Records from a point labeling set
— start —

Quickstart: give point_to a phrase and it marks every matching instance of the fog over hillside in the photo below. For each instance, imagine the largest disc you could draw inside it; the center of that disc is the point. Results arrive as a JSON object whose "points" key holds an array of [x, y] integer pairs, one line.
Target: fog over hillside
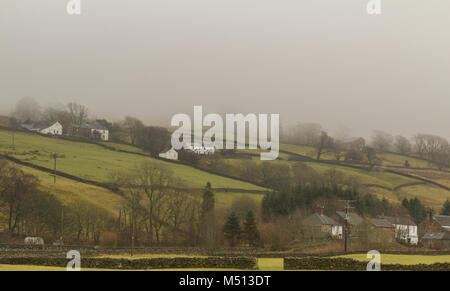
{"points": [[319, 61]]}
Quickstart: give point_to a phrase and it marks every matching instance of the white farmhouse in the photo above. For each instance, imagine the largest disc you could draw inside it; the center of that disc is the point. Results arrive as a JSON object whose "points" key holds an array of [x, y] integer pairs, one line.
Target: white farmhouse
{"points": [[87, 130], [318, 223], [404, 229], [169, 155], [53, 128]]}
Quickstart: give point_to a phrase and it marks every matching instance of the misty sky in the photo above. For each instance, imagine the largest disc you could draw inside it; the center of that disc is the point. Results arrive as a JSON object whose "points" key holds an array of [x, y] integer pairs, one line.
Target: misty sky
{"points": [[315, 60]]}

— end —

Do this >> Please reproduce every row above word for word, leaving out the pictures.

Exercise output >>
Quickstart: give point_to a phrase and it marks every matching instance of the fog over hillside in the photo below. For each instance, imagine the largest disc you could draw inside it; the center of that disc is the point. Results arrive as a JSON object whose "points" key holds an array of [x, y] integer pairs, one line.
Target: fog over hillside
{"points": [[319, 61]]}
Quickstart: give point_to a phrase and it marks every matching instance of the white farmhouse in the photo above. For each instance, imagine the largest disc you could draw inside it; the center of that disc is the point. Results arrive as a JSON object whose "points" key holds an array of [x, y] integer pairs, one line.
Target: white farmhouse
{"points": [[87, 130], [318, 223], [404, 229], [169, 155], [53, 128]]}
Quickstart: give point_to a phrase and it marks every matching instance of the misty sky in the photo above. For each instance, imagine the largest disc you could draw inside it; the center of that disc is the point. Results arrive as a JSON object whose "points" key holds an array of [x, y] integer pairs, one line.
Target: misty sky
{"points": [[315, 60]]}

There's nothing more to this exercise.